The above wisecrack becomes apposite in describing the existing poor relationship between China and some of its former allies both within the continent of Africa and beyond. China’s incursion into Africa which began on a friendly note has become less cordial over time, no thanks to irreconcilable difference by the parties.

China’s scramble for Africa

China’s contact with Africa can be traced to the time when Zheng’s fleet arrived at the Indian Ocean west coast in today’s Kenya about 600 years ago during the Tang dynasty. But official relations with the continent dates back to the 1950s when most African nations attained independence and China’s economic engagement with black nations at a strategic level gained currency early 21st century.

Consequently the country’s investments in Africa have increasingly diversified into manufacturing, retails, business services, mining, banking and construction industries.

### PROMPT 1
From the passage on China and Africa, reproduce everything from "China’s contact with" down to "and construction industries.".
### PROMPT 2
According to the passage on China and Africa, to what decade do China's official relations with the continent date back?
### PROMPT 3
Decide whether each statement agrees with the passage on China and Africa. Answer yes or no, and quote the words from the passage that settle it.
(a) China's incursion into Africa started out on an unfriendly note.
(b) Zheng's fleet arrived about 600 years ago.
(c) China's investments in Africa have spread into banking.
The lines after this passage are separate material.

### STORED RECORDS
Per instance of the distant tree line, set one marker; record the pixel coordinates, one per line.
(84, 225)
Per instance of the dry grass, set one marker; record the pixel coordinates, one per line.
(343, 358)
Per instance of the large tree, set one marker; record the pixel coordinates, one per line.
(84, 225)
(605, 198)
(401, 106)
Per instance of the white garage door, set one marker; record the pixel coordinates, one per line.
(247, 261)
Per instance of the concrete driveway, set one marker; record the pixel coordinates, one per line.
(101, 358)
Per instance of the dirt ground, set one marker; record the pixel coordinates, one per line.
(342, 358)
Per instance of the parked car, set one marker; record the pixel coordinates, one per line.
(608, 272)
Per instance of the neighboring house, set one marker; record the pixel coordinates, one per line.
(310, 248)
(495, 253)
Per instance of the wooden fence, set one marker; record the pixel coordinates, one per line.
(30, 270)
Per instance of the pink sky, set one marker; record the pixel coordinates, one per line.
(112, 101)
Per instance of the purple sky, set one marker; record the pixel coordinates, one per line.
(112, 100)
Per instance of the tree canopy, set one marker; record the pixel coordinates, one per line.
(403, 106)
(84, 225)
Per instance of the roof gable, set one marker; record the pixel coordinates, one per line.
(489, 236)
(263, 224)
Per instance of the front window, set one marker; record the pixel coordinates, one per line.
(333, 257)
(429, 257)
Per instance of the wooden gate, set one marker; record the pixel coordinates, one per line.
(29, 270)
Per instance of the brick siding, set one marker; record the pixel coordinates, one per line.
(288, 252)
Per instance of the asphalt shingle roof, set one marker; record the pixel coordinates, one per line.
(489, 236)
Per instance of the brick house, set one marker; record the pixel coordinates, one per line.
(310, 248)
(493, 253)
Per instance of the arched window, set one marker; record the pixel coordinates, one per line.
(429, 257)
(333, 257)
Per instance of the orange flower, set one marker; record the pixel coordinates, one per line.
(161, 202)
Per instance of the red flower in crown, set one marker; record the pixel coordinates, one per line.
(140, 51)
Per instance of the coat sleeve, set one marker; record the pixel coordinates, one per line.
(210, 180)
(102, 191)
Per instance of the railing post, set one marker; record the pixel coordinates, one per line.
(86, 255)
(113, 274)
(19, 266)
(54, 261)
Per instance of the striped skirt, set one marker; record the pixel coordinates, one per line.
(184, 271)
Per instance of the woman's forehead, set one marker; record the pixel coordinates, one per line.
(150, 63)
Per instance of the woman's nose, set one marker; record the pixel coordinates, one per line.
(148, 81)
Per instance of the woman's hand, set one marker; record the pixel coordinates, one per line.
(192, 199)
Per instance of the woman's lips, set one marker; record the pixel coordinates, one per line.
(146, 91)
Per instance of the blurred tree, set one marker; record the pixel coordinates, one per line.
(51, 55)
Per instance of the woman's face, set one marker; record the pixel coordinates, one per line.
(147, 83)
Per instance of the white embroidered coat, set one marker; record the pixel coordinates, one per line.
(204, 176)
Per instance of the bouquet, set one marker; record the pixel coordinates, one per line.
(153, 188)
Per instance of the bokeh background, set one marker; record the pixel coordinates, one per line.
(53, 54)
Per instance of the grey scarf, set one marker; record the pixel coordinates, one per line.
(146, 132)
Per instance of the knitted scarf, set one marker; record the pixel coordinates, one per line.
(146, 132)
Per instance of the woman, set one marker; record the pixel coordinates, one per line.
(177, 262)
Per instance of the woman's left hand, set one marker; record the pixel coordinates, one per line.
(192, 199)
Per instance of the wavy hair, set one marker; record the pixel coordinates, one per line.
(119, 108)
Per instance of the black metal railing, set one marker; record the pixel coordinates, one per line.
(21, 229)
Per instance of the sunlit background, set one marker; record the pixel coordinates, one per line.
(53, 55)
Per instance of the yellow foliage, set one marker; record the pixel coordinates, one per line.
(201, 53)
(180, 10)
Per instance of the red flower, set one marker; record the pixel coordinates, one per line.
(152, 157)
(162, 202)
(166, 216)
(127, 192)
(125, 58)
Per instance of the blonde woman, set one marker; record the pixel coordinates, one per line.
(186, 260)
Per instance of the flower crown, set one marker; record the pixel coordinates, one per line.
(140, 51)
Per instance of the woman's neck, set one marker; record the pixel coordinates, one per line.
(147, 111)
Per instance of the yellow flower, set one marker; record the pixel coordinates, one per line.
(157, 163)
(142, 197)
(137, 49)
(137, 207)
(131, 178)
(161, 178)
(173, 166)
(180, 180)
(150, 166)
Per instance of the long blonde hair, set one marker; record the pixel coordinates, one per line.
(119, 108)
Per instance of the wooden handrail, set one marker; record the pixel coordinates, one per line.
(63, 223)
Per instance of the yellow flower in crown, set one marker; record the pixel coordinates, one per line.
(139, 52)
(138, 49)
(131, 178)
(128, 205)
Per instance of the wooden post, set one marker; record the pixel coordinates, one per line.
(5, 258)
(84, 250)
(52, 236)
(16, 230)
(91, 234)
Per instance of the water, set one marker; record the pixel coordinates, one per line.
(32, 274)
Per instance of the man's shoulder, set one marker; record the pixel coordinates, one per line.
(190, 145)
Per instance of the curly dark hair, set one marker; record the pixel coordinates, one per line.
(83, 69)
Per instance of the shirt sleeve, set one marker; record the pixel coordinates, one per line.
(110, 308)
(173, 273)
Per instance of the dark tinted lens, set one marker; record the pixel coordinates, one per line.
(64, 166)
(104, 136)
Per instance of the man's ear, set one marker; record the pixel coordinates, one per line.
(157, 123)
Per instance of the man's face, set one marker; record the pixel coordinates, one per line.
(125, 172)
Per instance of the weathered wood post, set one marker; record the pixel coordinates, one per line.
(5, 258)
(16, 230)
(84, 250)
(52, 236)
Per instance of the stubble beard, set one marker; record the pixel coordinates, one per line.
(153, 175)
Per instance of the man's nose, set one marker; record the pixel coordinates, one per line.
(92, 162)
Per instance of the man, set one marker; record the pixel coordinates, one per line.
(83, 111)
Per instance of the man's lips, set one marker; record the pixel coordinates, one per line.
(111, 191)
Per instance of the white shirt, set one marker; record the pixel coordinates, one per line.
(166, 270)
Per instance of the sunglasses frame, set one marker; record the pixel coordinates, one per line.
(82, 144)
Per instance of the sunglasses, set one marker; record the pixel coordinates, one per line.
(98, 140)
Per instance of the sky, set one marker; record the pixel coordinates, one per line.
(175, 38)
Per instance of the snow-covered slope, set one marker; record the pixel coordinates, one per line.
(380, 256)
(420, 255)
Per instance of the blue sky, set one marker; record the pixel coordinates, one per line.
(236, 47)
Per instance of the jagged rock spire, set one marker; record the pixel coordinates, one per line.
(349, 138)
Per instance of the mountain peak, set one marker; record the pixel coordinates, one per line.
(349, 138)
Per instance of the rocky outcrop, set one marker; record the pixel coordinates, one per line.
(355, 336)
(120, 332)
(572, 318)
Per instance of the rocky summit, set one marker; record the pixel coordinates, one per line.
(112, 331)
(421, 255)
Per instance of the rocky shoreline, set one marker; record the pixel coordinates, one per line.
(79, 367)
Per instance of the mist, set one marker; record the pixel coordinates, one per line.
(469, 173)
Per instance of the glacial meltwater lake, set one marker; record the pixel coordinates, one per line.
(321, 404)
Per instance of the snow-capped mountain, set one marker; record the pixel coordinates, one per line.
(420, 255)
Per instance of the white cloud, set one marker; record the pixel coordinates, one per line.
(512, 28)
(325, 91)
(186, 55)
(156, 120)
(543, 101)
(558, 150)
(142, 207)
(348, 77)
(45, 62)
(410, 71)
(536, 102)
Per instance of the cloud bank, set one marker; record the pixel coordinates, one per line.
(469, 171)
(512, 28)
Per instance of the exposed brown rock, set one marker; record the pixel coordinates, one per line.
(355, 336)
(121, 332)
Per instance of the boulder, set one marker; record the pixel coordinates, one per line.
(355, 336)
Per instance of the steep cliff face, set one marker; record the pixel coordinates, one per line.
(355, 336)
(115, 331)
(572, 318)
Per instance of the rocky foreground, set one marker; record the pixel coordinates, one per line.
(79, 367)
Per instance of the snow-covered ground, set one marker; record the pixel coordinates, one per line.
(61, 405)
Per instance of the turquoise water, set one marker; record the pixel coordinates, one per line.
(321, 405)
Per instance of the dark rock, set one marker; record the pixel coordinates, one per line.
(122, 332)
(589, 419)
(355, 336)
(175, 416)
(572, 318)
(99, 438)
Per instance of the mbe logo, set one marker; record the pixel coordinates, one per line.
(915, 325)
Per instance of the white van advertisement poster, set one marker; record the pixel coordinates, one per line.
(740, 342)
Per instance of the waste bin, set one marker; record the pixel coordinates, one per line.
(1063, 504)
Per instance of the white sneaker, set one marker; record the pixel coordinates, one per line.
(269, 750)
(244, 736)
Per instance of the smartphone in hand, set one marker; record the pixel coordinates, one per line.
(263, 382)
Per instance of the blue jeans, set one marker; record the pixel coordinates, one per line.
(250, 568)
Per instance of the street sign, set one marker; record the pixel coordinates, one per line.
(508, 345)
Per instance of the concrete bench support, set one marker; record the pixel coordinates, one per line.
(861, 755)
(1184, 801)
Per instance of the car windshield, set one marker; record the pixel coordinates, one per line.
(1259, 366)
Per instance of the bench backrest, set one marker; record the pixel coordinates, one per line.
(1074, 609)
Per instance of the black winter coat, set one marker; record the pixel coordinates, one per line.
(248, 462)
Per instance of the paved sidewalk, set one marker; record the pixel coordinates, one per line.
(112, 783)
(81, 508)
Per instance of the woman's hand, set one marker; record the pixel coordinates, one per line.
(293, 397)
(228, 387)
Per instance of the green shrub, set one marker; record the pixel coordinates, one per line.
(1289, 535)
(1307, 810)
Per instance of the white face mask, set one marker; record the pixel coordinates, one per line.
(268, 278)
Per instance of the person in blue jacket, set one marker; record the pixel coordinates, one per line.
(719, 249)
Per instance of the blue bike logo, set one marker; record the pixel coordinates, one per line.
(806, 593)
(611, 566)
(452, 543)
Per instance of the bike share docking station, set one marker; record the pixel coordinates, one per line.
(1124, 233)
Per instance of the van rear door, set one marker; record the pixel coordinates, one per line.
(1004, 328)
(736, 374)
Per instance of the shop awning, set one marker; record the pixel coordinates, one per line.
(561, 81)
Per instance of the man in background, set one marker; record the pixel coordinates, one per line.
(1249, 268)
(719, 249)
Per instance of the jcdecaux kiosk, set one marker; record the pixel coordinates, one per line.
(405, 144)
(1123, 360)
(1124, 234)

### FINISHED ANSWER 1
China’s contact with Africa can be traced to the time when Zheng’s fleet arrived at the Indian Ocean west coast in today’s Kenya about 600 years ago during the Tang dynasty. But official relations with the continent dates back to the 1950s when most African nations attained independence and China’s economic engagement with black nations at a strategic level gained currency early 21st century.

Consequently the country’s investments in Africa have increasingly diversified into manufacturing, retails, business services, mining, banking and construction industries.

### FINISHED ANSWER 2
The 1950s.

### FINISHED ANSWER 3
(a) No: "began on a friendly note"
(b) Yes: "about 600 years ago"
(c) Yes: "manufacturing, retails, business services, mining, banking and construction industries"